Task description: When you find the line with "Target: painted field logo" among the records below, reproduce it and each line after it exactly, ending with the line with "Target: long blonde hair".

Input material:

* * *

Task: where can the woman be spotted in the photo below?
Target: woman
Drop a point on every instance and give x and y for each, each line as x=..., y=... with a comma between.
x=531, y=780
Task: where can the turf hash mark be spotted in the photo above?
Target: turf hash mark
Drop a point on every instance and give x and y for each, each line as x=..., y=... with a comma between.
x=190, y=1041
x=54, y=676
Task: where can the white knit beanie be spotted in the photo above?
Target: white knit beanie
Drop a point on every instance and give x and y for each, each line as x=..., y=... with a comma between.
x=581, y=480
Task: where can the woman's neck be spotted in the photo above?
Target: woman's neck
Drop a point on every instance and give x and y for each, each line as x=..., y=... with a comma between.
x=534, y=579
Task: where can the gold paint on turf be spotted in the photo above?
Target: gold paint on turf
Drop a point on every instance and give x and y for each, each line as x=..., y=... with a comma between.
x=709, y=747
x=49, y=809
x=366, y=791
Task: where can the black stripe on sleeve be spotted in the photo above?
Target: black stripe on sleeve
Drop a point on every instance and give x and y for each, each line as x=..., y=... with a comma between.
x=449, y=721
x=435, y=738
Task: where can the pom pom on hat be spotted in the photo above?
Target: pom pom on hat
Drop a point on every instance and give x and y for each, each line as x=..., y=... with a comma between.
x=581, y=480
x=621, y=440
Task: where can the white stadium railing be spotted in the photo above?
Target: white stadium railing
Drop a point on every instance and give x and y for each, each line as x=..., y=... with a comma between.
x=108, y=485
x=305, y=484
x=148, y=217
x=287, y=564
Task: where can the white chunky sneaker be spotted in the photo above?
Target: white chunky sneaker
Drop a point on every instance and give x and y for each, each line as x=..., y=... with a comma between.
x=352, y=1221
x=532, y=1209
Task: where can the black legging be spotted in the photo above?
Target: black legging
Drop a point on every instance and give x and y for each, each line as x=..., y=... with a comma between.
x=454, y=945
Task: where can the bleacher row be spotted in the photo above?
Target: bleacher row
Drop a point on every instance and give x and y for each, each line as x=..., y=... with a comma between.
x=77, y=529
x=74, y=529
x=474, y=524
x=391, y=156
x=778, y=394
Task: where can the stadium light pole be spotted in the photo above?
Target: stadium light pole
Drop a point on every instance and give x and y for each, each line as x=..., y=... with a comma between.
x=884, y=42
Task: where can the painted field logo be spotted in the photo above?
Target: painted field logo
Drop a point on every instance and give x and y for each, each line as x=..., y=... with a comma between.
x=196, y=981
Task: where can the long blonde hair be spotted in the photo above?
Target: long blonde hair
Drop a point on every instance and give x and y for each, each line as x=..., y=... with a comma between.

* * *

Your solution:
Target: painted field logo
Drop a point on every instance and give x and y for each, each line as x=..., y=... with a comma between.
x=196, y=981
Task: where can the long blonde hair be spotted in the photo above?
Target: long blonde hair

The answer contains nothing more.